- DOCUMENT SECTION:
+++
3 key ways AI can be used in interventional radiology
Artificial intelligence (AI), especially machine learning (ML), is destined to play a key role in the future of interventional radiology (IR), according to the authors of a new study published in the Journal of Vascular and Interventional Radiology.
“Clinical research and technologic advancements have introduced paradigm shifts improving clinical outcomes; however, they have also generated an overwhelming amount of disparate clinical, laboratory, and imaging data,” wrote Brian Letzen, MD, department of radiology and biomedical imaging at Yale School of Medicine in New Haven, Connecticut, and colleagues. “This is especially true for image-guided minimally invasive tumor therapies that rely on multidisciplinary decision making and a multimodality imaging environment.”
The authors went on to discuss some of the ways the practice of IR will benefit from ML, focusing on hepatic interventional oncology (IO) as an example. These are three ways they said ML could transform IO:
1. Improving diagnosis
“One of the fastest growing areas of AI is deep learning–based radiologic classification for diagnosis,” the authors wrote, noting that convolutional neural networks (CNNs) are now being used to classify hepatic masses on ultrasound, CT and even MR imaging. In addition, the more CNNs are used, the more specialists will be able to learn about them and use them to improve the overall quality of patient care.
“As CNNs function as black boxes, approaches that incorporate interpretability will likely facilitate clinical translation by allowing physicians to understand the reasoning behind decisions and predict when they may fail,” Letzen et al. wrote. “Creating such models can facilitate workflow improvement and help identify novel imaging biomarkers for effective diagnosis and staging.”
+++
- INFORMATION SHOWN:
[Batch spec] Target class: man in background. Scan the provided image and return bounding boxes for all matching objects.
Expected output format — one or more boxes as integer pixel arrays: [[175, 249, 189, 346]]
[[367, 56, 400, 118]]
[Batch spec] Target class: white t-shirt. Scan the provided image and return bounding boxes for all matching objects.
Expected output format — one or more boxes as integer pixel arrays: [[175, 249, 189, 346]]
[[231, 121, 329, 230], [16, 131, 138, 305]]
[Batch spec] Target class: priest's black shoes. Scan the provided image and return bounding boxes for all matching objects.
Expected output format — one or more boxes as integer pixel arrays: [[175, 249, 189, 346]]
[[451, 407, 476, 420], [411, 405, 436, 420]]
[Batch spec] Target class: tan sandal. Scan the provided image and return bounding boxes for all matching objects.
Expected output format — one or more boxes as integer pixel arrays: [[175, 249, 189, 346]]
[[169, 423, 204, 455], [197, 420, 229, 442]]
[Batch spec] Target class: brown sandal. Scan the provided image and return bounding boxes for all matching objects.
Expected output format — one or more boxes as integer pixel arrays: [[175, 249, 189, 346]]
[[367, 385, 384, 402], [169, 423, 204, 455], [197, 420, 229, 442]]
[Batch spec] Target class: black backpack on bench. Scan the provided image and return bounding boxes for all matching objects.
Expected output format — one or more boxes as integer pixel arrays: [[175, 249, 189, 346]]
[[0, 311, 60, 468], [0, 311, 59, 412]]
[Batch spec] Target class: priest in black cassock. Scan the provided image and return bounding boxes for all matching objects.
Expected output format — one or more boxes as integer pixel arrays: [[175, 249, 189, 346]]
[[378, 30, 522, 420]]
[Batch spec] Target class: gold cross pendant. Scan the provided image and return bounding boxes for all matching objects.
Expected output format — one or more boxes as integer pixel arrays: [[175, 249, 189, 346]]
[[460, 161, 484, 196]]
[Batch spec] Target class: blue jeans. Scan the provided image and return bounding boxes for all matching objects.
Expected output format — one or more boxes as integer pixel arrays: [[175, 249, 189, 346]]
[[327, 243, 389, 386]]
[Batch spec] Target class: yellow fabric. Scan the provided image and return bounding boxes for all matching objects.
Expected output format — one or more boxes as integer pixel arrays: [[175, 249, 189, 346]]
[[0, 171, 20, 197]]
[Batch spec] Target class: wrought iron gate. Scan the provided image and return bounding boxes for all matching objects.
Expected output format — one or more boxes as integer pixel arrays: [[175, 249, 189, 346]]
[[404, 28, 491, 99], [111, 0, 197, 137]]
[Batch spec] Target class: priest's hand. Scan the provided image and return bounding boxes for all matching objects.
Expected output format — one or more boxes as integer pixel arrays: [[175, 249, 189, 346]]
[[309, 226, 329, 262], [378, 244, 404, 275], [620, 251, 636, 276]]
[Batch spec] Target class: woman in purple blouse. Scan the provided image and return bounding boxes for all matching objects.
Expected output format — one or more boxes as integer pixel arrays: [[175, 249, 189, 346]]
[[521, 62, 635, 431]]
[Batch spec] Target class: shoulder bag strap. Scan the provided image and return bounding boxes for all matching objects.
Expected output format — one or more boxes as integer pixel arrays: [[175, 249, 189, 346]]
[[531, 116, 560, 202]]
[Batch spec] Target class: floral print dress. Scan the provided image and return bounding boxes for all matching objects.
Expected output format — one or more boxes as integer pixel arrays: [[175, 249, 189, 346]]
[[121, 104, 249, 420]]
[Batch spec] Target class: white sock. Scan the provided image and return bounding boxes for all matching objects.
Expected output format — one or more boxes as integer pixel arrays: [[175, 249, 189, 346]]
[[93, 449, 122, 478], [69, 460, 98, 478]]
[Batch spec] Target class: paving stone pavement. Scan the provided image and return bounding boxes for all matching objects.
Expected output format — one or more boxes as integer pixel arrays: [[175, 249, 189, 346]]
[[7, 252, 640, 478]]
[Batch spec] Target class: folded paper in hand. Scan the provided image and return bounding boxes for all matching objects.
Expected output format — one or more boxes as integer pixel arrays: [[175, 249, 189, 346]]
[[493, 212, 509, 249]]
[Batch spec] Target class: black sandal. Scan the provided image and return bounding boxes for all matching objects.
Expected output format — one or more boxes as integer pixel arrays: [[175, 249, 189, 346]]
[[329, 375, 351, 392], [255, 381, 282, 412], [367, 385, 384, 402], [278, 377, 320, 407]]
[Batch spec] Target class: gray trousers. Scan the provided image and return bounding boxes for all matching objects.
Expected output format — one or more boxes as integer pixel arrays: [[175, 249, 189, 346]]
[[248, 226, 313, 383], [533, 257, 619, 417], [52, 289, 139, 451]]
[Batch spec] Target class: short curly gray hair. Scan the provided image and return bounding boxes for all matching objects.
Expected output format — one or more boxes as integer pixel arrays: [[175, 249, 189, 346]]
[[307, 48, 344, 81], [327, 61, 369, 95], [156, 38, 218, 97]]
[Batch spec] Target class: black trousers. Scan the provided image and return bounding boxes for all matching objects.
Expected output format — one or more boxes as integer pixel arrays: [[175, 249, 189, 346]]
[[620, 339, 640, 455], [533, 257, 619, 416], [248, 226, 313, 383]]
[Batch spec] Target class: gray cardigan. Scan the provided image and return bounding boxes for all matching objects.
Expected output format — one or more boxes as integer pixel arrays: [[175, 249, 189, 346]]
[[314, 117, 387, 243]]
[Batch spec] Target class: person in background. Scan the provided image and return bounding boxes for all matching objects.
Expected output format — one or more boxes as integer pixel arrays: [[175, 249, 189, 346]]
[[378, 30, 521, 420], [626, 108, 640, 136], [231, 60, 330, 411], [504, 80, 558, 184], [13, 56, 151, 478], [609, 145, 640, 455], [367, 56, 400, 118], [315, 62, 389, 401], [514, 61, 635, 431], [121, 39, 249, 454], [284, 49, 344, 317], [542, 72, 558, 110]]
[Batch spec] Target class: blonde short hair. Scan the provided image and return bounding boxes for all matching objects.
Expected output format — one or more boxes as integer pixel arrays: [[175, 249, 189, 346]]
+++
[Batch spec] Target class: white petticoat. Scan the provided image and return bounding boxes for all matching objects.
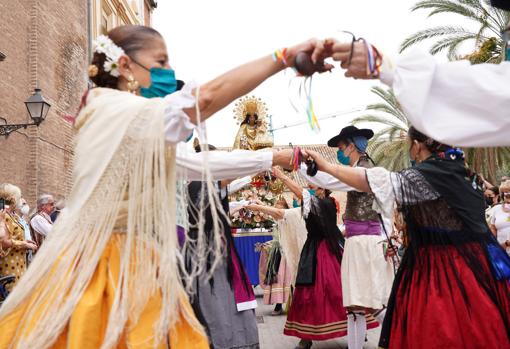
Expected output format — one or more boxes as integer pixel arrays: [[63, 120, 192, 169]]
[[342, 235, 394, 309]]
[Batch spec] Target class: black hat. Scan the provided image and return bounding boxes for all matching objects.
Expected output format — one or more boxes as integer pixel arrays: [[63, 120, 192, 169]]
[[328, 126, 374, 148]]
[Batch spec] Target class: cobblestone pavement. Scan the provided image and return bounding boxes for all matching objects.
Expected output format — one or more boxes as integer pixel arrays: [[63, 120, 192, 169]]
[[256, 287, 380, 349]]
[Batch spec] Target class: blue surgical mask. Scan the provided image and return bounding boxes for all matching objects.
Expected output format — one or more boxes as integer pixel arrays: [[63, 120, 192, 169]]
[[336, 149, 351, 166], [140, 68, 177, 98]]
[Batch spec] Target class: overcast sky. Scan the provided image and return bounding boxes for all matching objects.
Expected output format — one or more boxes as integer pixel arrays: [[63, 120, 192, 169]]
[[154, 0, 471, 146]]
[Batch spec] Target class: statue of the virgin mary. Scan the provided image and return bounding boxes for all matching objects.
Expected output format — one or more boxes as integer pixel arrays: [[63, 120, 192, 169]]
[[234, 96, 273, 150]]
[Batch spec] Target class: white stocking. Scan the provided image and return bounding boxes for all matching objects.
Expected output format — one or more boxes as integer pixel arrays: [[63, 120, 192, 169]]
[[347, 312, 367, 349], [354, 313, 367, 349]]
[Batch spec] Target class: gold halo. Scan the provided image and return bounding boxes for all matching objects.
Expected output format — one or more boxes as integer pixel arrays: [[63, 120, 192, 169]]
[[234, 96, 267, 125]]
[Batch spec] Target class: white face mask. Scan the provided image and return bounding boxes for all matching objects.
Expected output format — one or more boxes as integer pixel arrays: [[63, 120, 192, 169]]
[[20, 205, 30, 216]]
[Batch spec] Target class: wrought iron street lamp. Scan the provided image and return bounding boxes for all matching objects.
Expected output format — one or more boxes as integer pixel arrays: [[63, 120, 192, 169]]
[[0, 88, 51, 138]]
+++
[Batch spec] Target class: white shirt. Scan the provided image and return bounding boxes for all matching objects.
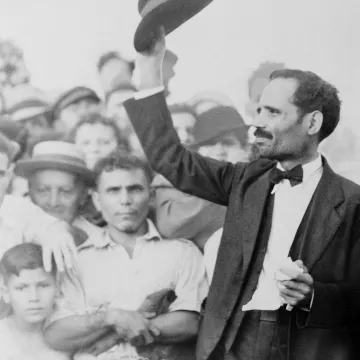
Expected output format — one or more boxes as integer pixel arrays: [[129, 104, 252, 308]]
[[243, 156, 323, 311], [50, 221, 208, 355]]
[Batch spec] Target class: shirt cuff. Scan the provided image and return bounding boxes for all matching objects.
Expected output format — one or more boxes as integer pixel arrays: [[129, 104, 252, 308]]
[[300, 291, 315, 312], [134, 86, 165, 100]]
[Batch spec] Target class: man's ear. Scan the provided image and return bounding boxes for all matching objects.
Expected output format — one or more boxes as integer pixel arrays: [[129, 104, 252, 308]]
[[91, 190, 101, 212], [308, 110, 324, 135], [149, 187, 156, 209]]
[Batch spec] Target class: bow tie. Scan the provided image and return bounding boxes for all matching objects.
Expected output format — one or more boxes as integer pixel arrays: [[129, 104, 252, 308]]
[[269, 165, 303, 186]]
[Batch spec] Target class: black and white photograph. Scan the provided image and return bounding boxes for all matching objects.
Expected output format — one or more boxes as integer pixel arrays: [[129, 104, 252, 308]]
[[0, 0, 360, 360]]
+++
- WHAT IS REQUIRED:
Copy out word for word the passage of the article on AI in interventional radiology that starts with "The authors went" and goes on through "of patient care.".

- RESULT:
The authors went on to discuss some of the ways the practice of IR will benefit from ML, focusing on hepatic interventional oncology (IO) as an example. These are three ways they said ML could transform IO:
1. Improving diagnosis
“One of the fastest growing areas of AI is deep learning–based radiologic classification for diagnosis,” the authors wrote, noting that convolutional neural networks (CNNs) are now being used to classify hepatic masses on ultrasound, CT and even MR imaging. In addition, the more CNNs are used, the more specialists will be able to learn about them and use them to improve the overall quality of patient care.